What you have to do:
Which lines in the items below contain the word "shoreline"? Gather each one and copy it out in full.

[Contour annotation records]
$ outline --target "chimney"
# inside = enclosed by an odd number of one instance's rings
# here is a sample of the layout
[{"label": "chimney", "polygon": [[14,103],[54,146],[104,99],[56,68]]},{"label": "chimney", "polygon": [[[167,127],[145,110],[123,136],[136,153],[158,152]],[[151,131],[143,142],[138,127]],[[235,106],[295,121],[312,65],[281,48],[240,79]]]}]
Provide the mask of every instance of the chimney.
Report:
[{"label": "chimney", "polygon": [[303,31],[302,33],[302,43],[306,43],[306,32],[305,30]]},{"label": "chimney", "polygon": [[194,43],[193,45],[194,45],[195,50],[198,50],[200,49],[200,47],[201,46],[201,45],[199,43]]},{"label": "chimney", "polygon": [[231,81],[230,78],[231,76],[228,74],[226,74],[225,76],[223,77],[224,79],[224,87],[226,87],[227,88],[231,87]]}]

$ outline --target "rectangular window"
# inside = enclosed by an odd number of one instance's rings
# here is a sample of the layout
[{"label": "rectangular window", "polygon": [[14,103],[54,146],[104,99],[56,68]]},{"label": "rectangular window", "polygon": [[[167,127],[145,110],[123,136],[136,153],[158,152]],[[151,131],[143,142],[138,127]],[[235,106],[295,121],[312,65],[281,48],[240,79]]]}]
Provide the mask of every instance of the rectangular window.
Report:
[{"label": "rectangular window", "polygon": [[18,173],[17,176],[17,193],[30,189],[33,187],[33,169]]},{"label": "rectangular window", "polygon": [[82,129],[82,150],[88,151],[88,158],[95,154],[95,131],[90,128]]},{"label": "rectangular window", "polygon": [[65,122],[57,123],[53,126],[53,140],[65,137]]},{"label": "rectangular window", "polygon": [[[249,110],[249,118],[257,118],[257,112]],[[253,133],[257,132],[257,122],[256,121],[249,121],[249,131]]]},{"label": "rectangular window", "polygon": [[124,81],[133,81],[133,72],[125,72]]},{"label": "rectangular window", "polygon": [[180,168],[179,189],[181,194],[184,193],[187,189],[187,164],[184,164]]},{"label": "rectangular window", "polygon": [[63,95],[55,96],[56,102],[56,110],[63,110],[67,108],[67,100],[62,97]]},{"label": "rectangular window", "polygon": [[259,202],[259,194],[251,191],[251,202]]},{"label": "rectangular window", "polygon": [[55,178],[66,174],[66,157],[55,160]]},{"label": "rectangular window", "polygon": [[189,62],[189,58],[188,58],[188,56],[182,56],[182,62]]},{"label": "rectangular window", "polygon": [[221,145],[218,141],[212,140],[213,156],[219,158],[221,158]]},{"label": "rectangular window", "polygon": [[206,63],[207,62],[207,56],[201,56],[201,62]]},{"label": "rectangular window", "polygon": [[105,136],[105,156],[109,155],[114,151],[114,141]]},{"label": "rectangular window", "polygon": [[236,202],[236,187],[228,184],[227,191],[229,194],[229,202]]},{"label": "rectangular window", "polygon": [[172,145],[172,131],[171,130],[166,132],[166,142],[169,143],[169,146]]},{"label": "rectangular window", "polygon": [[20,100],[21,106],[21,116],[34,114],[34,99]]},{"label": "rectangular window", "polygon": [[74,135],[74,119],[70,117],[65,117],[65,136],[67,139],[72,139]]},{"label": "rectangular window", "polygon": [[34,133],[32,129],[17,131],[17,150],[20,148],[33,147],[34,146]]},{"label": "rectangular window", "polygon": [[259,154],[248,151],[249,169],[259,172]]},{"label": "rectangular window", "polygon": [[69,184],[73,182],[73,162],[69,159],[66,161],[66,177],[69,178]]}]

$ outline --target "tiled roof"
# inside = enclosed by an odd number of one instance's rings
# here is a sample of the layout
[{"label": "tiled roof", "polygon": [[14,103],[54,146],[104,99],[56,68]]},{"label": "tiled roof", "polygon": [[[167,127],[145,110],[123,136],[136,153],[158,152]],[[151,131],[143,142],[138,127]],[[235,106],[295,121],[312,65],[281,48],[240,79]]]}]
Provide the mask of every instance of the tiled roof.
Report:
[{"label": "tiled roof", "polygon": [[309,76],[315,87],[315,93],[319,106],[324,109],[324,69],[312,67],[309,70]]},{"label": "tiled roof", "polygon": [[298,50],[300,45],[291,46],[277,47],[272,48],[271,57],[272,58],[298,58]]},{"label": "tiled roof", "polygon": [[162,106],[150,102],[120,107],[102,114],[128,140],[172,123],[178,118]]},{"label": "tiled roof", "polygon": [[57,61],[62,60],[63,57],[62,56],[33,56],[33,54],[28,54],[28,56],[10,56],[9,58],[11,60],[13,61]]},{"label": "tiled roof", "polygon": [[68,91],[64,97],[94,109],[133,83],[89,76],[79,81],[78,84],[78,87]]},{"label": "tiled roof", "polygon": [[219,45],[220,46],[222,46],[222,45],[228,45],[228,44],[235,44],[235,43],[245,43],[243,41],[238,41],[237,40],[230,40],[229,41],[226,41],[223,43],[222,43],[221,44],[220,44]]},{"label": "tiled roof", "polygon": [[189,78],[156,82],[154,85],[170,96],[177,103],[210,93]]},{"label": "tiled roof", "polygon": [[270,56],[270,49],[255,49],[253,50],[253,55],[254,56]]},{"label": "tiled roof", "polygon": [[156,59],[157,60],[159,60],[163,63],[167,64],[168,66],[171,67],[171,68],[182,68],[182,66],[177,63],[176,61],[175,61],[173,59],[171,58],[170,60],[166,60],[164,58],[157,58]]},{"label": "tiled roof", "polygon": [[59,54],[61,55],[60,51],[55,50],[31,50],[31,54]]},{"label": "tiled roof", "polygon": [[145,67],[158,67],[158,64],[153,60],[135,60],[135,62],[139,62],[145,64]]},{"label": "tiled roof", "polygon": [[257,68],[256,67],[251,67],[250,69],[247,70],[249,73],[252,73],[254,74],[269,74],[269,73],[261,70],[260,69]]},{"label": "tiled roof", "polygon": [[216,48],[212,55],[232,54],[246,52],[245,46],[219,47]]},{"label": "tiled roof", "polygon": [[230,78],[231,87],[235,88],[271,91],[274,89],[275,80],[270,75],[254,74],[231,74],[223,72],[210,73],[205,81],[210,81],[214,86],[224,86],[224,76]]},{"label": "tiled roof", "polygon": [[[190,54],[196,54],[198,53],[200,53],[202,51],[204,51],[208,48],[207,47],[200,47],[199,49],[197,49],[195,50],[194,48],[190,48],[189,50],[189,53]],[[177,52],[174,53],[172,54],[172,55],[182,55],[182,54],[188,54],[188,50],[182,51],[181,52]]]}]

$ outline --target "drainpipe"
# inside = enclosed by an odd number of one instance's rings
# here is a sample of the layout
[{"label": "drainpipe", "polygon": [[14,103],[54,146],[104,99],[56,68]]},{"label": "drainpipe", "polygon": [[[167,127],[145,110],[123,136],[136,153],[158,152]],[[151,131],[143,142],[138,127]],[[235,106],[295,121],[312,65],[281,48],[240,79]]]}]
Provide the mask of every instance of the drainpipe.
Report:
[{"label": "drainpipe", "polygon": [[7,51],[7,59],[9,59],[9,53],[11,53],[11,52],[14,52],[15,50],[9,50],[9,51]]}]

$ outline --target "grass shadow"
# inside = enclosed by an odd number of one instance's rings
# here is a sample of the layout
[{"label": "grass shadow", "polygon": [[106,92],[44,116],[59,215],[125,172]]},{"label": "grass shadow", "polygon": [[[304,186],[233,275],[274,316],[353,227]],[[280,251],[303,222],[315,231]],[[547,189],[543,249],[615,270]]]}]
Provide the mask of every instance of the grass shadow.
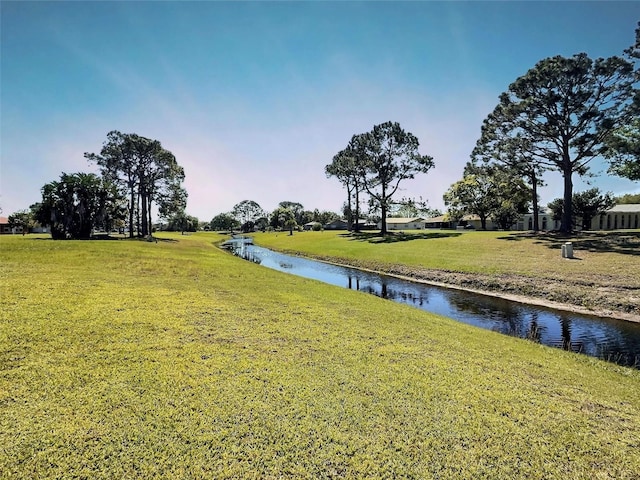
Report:
[{"label": "grass shadow", "polygon": [[517,232],[498,237],[499,240],[534,240],[533,243],[560,250],[566,242],[573,243],[575,250],[604,253],[615,252],[624,255],[640,255],[640,231],[615,232],[575,232],[570,235],[558,232]]},{"label": "grass shadow", "polygon": [[449,238],[458,237],[459,232],[419,232],[419,233],[404,233],[404,232],[389,232],[386,235],[382,235],[380,232],[357,232],[357,233],[345,233],[341,234],[341,237],[348,238],[349,240],[356,240],[360,242],[369,243],[397,243],[408,242],[411,240],[431,240],[434,238]]}]

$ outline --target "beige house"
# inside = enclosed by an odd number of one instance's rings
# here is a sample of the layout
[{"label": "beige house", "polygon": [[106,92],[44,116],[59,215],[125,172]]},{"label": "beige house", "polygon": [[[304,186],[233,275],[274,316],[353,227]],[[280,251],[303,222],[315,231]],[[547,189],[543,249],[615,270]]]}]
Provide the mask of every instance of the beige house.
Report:
[{"label": "beige house", "polygon": [[591,221],[591,230],[640,228],[640,203],[616,205]]}]

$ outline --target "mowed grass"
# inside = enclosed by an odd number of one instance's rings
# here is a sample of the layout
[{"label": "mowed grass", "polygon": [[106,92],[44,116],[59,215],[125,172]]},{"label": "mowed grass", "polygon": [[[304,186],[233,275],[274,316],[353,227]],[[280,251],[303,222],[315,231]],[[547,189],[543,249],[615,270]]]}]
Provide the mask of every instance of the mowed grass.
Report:
[{"label": "mowed grass", "polygon": [[219,239],[0,237],[0,478],[638,478],[639,371]]}]

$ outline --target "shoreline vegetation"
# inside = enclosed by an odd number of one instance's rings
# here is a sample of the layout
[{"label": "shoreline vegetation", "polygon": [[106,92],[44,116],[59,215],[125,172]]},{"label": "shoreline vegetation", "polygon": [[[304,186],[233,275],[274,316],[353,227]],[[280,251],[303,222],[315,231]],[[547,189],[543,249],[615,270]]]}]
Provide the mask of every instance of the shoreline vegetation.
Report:
[{"label": "shoreline vegetation", "polygon": [[[282,235],[257,234],[256,242],[283,253],[415,282],[458,288],[558,310],[640,322],[640,232],[636,230],[582,233],[573,237],[546,233],[468,231],[392,233],[387,239],[374,233],[338,234],[336,238],[331,238],[331,232],[319,236],[317,233],[302,232],[300,236],[310,234],[315,235],[317,239],[314,240],[317,241],[305,242]],[[458,249],[460,257],[465,259],[464,263],[457,260],[456,270],[433,268],[446,266],[446,259],[439,262],[438,257],[447,246],[455,251],[456,240],[462,235],[480,238],[479,242],[465,242],[463,249]],[[335,243],[338,239],[342,239],[346,247],[349,247],[347,241],[356,241],[361,248],[346,248],[344,253],[338,255],[321,253],[325,247],[336,252]],[[571,241],[574,245],[573,259],[561,258],[560,247],[565,241]],[[384,249],[405,242],[411,244],[413,252],[409,253],[405,245],[392,248],[391,252]],[[380,248],[379,245],[385,247]],[[429,248],[432,246],[437,248]],[[469,248],[477,253],[477,259]],[[497,268],[490,264],[490,260],[487,262],[491,253],[496,255]],[[510,254],[513,255],[512,259],[505,261]],[[447,252],[447,256],[450,255]],[[398,259],[401,263],[394,263]],[[589,262],[590,265],[584,265],[583,262]],[[563,270],[563,267],[567,269]]]},{"label": "shoreline vegetation", "polygon": [[637,478],[636,369],[157,239],[0,236],[0,478]]}]

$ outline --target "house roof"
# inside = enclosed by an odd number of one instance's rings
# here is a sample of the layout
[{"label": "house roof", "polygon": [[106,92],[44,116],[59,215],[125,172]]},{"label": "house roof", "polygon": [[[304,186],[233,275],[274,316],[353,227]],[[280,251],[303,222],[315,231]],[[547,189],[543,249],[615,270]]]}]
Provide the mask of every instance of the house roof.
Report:
[{"label": "house roof", "polygon": [[624,203],[607,210],[607,213],[640,213],[640,203]]},{"label": "house roof", "polygon": [[387,217],[387,223],[414,223],[414,222],[424,222],[424,218],[422,217],[413,217],[413,218]]}]

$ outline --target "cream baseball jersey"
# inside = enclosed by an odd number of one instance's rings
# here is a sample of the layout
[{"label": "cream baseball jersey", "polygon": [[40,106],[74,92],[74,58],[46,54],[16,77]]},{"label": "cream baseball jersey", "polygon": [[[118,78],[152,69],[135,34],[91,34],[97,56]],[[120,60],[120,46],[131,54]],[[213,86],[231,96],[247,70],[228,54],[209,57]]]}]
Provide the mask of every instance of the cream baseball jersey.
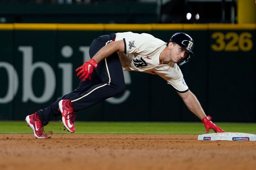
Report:
[{"label": "cream baseball jersey", "polygon": [[177,64],[160,63],[159,56],[166,42],[146,33],[127,32],[116,35],[116,41],[123,40],[124,43],[124,52],[117,53],[123,70],[158,74],[178,91],[188,90]]}]

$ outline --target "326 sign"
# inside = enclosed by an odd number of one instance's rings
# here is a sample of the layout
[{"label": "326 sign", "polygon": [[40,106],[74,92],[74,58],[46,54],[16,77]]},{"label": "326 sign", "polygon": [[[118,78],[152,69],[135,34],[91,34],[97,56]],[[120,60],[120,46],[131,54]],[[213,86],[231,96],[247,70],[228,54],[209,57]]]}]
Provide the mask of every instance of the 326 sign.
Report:
[{"label": "326 sign", "polygon": [[215,43],[211,45],[213,51],[237,51],[239,50],[248,51],[252,48],[252,36],[250,33],[244,32],[240,34],[235,32],[224,34],[215,32],[212,34],[212,38]]}]

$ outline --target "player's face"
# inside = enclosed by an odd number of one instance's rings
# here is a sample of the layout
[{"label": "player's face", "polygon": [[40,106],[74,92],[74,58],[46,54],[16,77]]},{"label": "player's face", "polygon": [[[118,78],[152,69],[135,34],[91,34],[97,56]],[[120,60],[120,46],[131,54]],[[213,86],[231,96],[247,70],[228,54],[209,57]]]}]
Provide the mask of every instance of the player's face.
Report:
[{"label": "player's face", "polygon": [[172,42],[170,55],[172,61],[177,63],[185,57],[188,54],[188,51],[177,44]]}]

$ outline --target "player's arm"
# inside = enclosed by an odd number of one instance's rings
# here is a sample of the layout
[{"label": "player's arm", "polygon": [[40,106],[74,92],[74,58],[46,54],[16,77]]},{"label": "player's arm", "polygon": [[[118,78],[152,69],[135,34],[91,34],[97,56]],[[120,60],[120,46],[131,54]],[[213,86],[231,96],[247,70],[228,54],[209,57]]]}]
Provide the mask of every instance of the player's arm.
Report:
[{"label": "player's arm", "polygon": [[102,47],[91,59],[76,70],[79,71],[76,76],[80,76],[79,78],[83,78],[83,81],[87,78],[91,80],[93,69],[97,67],[99,62],[116,52],[124,52],[124,40],[112,42]]},{"label": "player's arm", "polygon": [[212,123],[211,121],[212,117],[211,116],[206,116],[196,96],[190,90],[184,93],[177,92],[188,109],[204,122],[206,129],[206,133],[208,133],[209,129],[211,129],[215,132],[225,132]]},{"label": "player's arm", "polygon": [[115,52],[124,52],[124,40],[113,41],[102,47],[96,53],[92,59],[97,63],[110,55]]}]

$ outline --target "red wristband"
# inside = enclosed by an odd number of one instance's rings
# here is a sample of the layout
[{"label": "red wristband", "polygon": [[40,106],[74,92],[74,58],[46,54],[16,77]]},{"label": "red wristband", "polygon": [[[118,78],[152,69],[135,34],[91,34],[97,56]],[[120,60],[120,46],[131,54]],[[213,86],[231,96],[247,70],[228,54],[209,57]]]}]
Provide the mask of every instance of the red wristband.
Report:
[{"label": "red wristband", "polygon": [[212,120],[212,117],[210,116],[207,116],[202,119],[202,122],[205,123],[207,122],[210,122]]},{"label": "red wristband", "polygon": [[94,68],[96,68],[98,66],[98,63],[97,63],[97,62],[96,62],[94,59],[92,59],[92,58],[89,60],[88,61],[88,63],[89,63],[90,64],[93,66]]}]

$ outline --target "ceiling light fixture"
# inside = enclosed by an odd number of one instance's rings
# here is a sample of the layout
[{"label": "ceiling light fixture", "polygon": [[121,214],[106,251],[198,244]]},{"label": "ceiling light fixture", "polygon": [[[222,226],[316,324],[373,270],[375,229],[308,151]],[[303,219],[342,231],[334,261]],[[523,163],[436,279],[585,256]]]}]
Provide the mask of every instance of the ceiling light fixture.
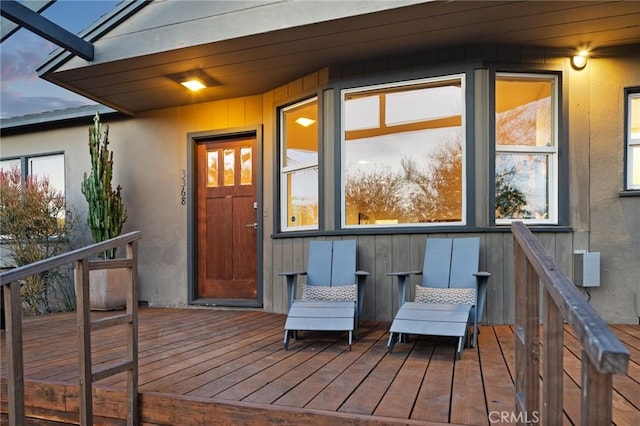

Result of the task:
$ outline --target "shoreline vegetation"
[{"label": "shoreline vegetation", "polygon": [[106,92],[44,116],[59,215],[125,172]]},{"label": "shoreline vegetation", "polygon": [[[304,186],[233,275],[274,316],[353,227]],[[280,251],[303,222],[315,231]],[[547,189],[543,249],[615,270]]]}]
Provide the mask of every instance of the shoreline vegetation.
[{"label": "shoreline vegetation", "polygon": [[[282,235],[257,234],[256,242],[283,253],[415,282],[458,288],[558,310],[640,322],[640,232],[636,230],[582,233],[573,237],[546,233],[468,231],[392,233],[387,239],[374,233],[338,234],[336,238],[331,238],[331,232],[319,236],[317,233],[302,232],[300,236],[310,234],[315,235],[317,239],[314,240],[317,241],[305,242]],[[458,249],[460,257],[465,259],[464,263],[457,260],[456,270],[433,268],[446,266],[446,259],[439,262],[438,257],[447,246],[455,251],[456,240],[462,235],[480,238],[479,242],[465,242],[463,249]],[[335,243],[338,239],[342,239],[346,247],[349,247],[347,241],[356,241],[361,248],[346,248],[344,253],[338,255],[321,253],[325,247],[336,252]],[[571,241],[574,245],[573,259],[561,258],[560,247],[565,241]],[[384,249],[405,242],[411,244],[413,252],[409,253],[405,245],[392,248],[391,252]],[[380,248],[379,245],[385,247]],[[429,248],[432,246],[437,248]],[[469,248],[477,253],[477,259]],[[497,268],[490,264],[490,260],[487,262],[491,253],[496,255]],[[510,254],[513,255],[512,259],[505,261]],[[447,252],[447,256],[450,255]],[[398,259],[401,263],[394,263]],[[589,262],[590,265],[584,265],[583,262]],[[563,270],[563,267],[567,269]]]},{"label": "shoreline vegetation", "polygon": [[637,478],[636,369],[157,239],[0,236],[0,478]]}]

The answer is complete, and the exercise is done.